Quoted passage:
━━━━━━━━━━━━━━━━
How to Get Away With Murder: The State of Capital Punishment


Barring a dramatic legal act in the next 48 hours, Kelly Gissendanner will be executed by lethal injection by the State of Georgia -- a state I have inhabited in one form or another for 33 of my 36 years of life. Kelly is by no means the first, nor tragically will she likely be the last person executed by the State of Georgia.

In the last few weeks a number of my friends and colleagues have taken to social media, blogging, petitioning the state and even making a powerful short film of Kelly's own words. They point to her participation and completion of a brilliant, inspiring theological education program at Arrendale State Prison, administered and staffed by many gifted professors and young seminarians from Candler School of Theology at Emory University. Each of these passionate campaigns speak to the remarkable personal transformation that has occurred in Kelly's life, a compelling and profound conversion to the way of Christ and his peaceable Kingdom. Every tweet, interview, facebook post and letter speaks to Kelly's willingness to not only pursue peace but to minister to other inmates, sharing hope and light from a place of internal resilience. Their argument is that Kelly's life is worth saving -- and they are right.
━━━━━━━━━━━━━━━━
[Natural-language object grounding data]
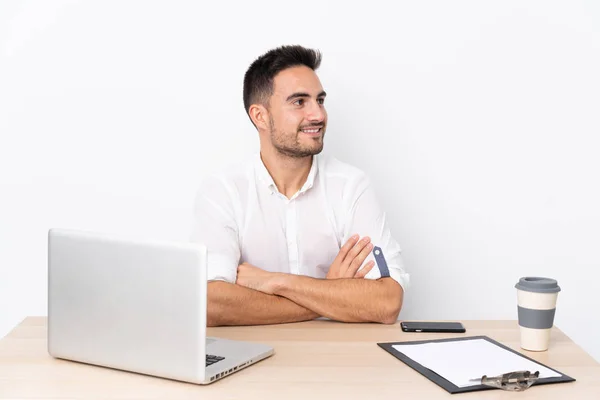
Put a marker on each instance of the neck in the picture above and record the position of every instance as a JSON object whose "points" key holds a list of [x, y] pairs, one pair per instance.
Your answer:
{"points": [[288, 173]]}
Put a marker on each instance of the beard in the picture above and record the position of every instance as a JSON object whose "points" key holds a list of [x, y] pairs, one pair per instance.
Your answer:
{"points": [[288, 144]]}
━━━━━━━━━━━━━━━━
Work required: Transcribe everything in the capital punishment essay above, from "How to Get Away" down to "State of Georgia.".

Answer to this exercise:
How to Get Away With Murder: The State of Capital Punishment


Barring a dramatic legal act in the next 48 hours, Kelly Gissendanner will be executed by lethal injection by the State of Georgia -- a state I have inhabited in one form or another for 33 of my 36 years of life. Kelly is by no means the first, nor tragically will she likely be the last person executed by the State of Georgia.